## Aim of the task
Using the data below, copy out all lines with the word "towel".

## Data listing
■ ■ ■ ■

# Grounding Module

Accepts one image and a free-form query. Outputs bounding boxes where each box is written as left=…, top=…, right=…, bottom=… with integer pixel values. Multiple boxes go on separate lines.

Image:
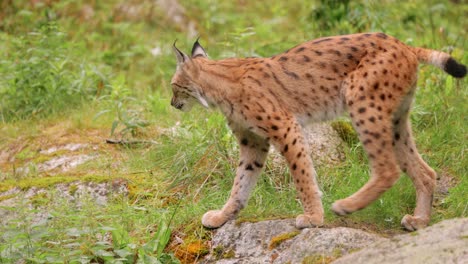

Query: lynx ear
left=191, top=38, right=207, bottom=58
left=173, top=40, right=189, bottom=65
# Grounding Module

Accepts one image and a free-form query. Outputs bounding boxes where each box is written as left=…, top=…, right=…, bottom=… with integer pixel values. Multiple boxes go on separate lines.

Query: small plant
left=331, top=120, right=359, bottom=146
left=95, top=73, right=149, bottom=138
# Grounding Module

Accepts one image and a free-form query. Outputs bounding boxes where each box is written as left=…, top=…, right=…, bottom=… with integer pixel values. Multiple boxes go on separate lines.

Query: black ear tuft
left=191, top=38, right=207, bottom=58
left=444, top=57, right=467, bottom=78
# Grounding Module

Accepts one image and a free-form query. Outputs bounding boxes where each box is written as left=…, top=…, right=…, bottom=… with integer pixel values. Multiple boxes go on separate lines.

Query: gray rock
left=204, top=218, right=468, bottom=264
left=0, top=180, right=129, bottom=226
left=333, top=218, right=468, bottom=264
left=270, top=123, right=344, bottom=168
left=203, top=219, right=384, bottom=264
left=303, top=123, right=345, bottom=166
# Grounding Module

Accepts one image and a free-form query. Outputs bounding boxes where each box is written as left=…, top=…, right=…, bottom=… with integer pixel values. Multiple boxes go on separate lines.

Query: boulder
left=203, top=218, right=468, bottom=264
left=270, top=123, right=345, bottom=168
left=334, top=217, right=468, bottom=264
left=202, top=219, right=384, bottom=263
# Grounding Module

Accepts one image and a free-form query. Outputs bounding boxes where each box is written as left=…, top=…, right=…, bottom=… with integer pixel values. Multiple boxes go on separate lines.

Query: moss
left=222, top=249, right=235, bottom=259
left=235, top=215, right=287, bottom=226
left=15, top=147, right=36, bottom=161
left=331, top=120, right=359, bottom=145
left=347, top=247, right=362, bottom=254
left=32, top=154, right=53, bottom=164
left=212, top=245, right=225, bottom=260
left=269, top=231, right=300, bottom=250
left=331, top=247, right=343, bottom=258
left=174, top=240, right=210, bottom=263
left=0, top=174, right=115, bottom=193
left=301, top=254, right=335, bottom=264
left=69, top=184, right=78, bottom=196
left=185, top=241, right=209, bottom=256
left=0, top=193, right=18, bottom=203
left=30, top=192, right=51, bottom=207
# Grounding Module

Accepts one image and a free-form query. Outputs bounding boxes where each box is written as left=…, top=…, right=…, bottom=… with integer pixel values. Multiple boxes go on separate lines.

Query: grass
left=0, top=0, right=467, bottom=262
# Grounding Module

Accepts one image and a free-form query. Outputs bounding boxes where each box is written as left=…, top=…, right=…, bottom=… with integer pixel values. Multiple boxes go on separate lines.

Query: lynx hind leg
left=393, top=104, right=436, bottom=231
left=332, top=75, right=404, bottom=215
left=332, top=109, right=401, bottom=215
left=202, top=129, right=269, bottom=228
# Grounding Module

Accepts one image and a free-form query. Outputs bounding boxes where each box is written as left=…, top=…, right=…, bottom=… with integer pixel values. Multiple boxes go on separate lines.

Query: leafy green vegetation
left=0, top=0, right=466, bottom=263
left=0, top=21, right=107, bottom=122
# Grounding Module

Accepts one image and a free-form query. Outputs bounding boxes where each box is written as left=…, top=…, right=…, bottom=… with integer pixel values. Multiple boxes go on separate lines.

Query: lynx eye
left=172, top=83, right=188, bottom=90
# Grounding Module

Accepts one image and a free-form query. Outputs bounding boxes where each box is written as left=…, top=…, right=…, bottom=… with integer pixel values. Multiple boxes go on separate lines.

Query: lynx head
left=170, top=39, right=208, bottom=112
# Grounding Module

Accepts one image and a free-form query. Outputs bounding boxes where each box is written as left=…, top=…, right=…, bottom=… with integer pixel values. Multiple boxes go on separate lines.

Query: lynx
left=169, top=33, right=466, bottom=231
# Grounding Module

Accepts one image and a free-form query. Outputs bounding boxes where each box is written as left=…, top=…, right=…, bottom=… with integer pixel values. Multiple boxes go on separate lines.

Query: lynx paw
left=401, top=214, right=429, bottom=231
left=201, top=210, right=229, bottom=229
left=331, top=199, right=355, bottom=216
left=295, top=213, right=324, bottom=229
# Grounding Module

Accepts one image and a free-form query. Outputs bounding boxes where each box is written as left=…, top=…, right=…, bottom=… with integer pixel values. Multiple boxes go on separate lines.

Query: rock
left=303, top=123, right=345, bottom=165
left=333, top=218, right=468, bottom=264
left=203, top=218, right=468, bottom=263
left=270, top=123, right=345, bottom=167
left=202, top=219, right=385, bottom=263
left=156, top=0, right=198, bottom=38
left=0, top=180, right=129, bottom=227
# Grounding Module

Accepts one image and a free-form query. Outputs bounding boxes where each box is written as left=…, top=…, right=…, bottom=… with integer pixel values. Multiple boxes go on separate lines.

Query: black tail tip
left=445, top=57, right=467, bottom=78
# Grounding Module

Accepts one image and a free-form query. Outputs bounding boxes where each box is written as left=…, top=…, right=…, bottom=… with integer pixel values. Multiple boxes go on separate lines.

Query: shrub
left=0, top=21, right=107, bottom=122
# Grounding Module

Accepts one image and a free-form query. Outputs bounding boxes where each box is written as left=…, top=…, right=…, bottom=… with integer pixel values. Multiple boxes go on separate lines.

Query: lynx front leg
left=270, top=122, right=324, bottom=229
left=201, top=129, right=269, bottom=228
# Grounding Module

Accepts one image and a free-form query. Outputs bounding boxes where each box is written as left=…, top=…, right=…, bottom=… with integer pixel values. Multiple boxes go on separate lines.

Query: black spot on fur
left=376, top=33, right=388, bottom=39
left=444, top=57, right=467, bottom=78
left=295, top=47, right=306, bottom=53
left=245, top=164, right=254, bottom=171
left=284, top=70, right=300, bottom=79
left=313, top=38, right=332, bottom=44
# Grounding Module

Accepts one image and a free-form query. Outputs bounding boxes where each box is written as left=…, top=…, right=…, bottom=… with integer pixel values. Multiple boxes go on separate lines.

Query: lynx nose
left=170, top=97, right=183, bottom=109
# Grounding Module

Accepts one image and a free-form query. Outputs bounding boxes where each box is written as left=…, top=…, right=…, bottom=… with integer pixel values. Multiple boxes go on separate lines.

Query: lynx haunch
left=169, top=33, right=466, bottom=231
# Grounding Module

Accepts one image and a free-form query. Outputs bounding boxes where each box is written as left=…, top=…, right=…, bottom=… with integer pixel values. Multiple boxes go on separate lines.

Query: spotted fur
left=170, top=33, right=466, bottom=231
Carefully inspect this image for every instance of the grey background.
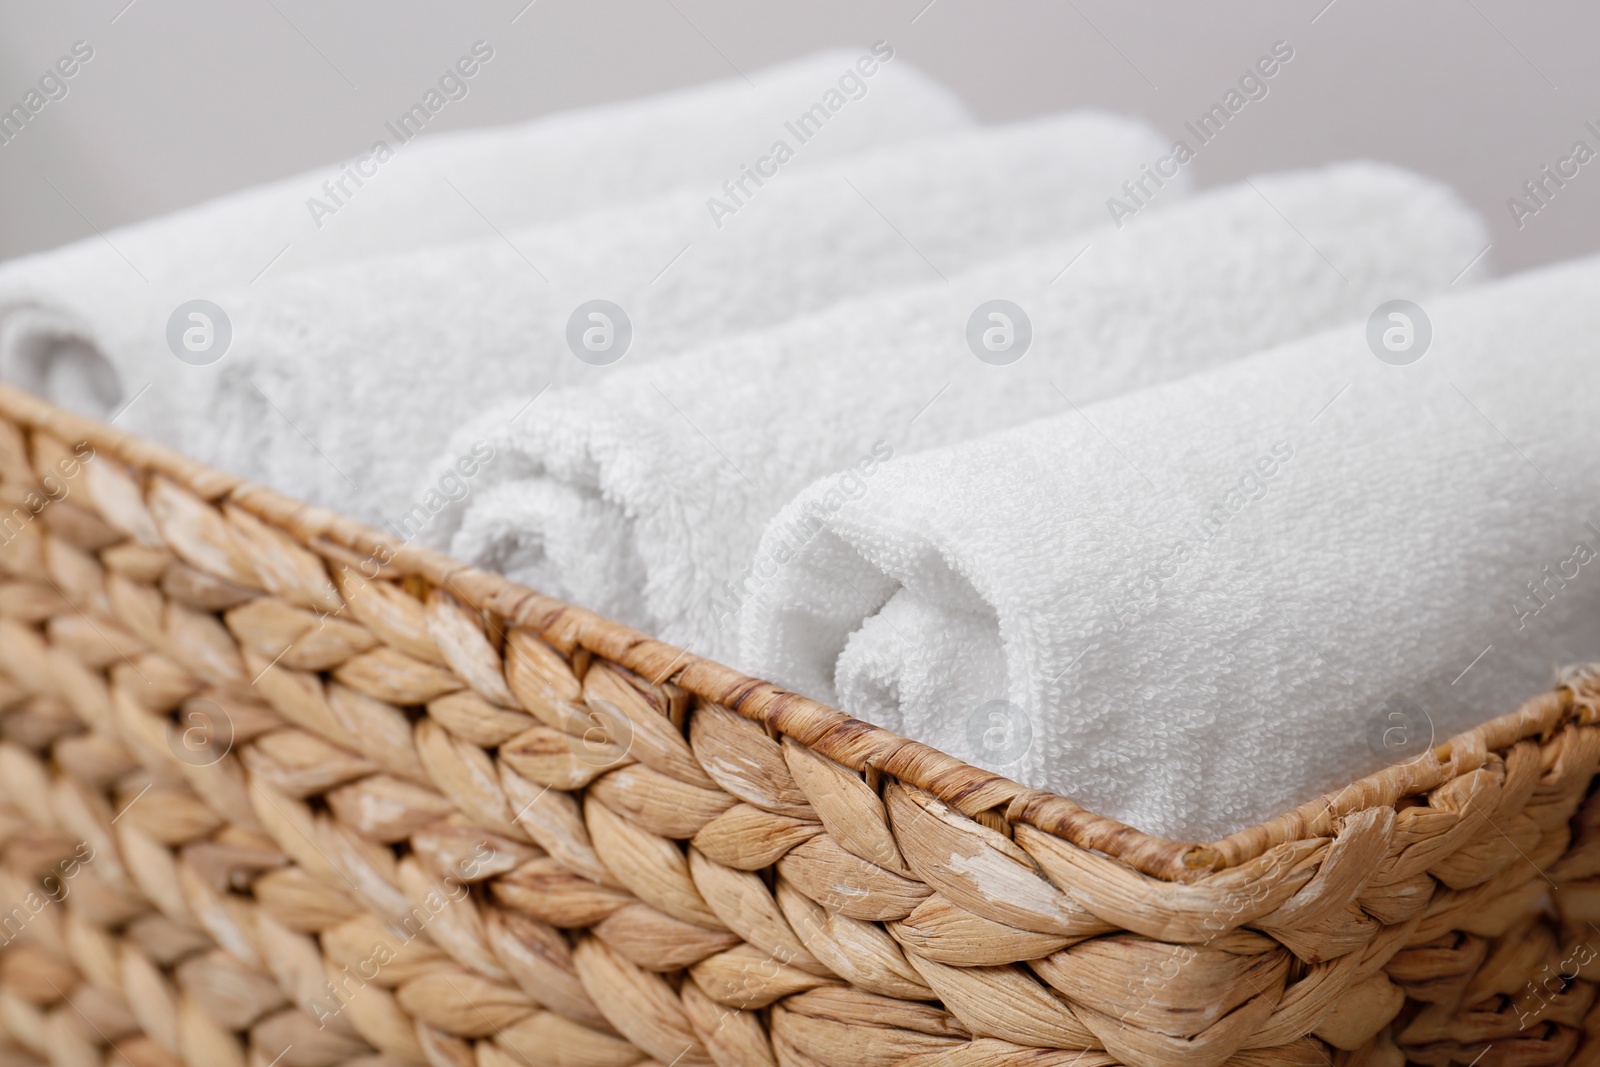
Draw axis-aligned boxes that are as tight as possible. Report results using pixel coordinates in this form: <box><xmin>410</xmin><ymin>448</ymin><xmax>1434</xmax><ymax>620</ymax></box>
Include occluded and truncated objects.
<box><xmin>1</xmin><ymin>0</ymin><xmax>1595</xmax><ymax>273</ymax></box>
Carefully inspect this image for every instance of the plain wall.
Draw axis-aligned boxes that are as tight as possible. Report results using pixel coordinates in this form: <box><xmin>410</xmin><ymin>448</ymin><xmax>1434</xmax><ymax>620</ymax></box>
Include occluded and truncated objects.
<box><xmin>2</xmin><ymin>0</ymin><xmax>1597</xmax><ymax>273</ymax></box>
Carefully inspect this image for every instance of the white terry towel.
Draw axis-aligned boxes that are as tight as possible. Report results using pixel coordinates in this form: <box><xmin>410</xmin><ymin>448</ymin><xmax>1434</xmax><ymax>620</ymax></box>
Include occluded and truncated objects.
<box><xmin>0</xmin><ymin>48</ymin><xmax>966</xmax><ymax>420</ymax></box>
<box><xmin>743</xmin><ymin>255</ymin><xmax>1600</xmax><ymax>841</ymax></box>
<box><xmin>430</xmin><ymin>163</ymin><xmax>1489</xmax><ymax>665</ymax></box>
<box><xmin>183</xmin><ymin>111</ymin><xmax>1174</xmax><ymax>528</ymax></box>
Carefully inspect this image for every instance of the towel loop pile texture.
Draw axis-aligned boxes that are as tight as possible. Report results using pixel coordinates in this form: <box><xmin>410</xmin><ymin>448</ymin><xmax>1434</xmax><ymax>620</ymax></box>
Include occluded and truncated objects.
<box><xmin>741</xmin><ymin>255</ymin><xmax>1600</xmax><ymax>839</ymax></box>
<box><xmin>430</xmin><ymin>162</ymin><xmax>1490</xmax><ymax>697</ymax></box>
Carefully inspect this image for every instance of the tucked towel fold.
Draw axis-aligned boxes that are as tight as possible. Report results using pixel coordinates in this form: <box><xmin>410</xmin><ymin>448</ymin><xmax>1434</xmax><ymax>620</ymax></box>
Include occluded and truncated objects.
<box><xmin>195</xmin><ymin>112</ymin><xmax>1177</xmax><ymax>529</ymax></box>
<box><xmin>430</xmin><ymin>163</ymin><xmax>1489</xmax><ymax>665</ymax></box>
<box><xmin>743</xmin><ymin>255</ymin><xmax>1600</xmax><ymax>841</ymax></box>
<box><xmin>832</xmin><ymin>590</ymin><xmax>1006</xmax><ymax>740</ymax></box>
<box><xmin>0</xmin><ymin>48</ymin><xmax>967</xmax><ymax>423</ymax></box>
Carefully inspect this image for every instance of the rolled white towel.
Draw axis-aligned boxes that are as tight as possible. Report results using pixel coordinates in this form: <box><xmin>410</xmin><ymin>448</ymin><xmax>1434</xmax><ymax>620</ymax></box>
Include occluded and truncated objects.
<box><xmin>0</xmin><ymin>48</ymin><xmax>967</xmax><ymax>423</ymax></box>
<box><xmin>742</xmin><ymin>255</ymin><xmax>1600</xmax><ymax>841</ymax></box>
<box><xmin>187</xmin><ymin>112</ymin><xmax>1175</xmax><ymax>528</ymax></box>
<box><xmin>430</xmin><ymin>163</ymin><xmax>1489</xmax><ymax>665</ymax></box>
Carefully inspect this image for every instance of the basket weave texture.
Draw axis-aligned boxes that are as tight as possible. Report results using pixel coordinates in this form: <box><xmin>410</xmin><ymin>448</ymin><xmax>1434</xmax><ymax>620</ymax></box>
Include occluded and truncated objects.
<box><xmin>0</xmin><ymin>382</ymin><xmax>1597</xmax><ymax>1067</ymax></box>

■ ■ ■ ■

## Reply
Carefully inspect this image for every instance of the white terry towel.
Carefully inspect this image for every instance of the towel loop pile texture.
Carefully inspect this image for every instance of the tucked towel fold.
Carefully inspect this image for every instance of the rolled white towel.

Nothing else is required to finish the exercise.